_Location labeling records_:
(begin)
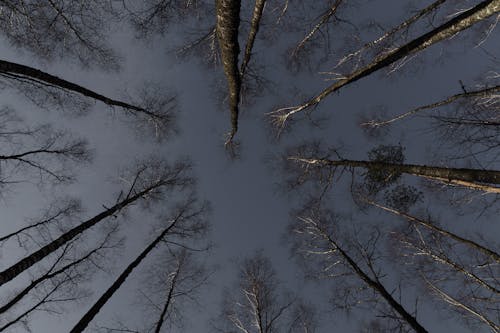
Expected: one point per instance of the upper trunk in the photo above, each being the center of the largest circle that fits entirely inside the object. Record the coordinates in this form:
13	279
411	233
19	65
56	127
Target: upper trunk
25	263
460	22
94	310
254	28
14	70
228	21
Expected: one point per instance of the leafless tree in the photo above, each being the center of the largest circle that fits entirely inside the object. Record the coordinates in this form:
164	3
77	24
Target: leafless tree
332	253
385	166
149	181
464	20
155	16
37	153
455	273
61	29
186	222
259	304
154	106
58	282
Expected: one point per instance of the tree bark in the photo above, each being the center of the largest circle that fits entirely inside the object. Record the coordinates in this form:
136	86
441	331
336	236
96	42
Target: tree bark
170	295
374	284
254	29
453	175
486	251
25	263
460	22
228	21
94	310
18	71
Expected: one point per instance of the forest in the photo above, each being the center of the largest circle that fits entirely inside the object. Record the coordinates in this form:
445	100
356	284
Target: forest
267	166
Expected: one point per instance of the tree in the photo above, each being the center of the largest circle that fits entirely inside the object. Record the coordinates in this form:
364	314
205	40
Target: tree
339	256
185	223
458	23
382	170
58	283
259	305
37	153
148	180
60	29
(end)
_What is required_:
Rewrite all the rows with "largest circle" changed to "biggest circle" and nothing else altered. Leave the pictures out of your version.

_Correct answer_:
Expected: one point per instance of the upper trunk in the photo above, each being the center of the biggest circle that fits entirely inside the object. Record the coordinates in this form:
13	279
411	233
19	65
56	127
Target: upper trunk
25	263
460	22
94	310
254	28
14	70
228	21
Expected: one point per instance of the leafless tree in the photo above, each being the center of the biggest circle that fits entirely inside the object. Record the coordinates in this form:
164	3
77	24
Target: leafless tree
332	253
385	166
149	181
464	20
155	16
37	153
455	273
61	29
186	222
259	304
154	106
58	282
Expected: one point per instance of the tree bark in the photo above, each being the center of the biggest circle that fits entirely inside the object. Record the coordinates in this form:
136	86
441	331
336	236
96	42
Target: tree bark
170	295
374	284
254	29
453	175
486	251
25	263
460	22
228	21
94	310
18	71
Expected: one point per instance of the forest in the photo above, each being the center of the biggest circle that fits entirely inside the object. Record the coordinates in this form:
445	100
356	284
Target: forest
267	166
Expected: one point per instance of the tree in the photo above, each being the center of the biggest circle that fits entirely inside the object. Record the coordinates in this form:
364	314
205	40
Target: tree
339	256
185	223
458	23
382	170
58	283
259	305
37	153
148	180
60	29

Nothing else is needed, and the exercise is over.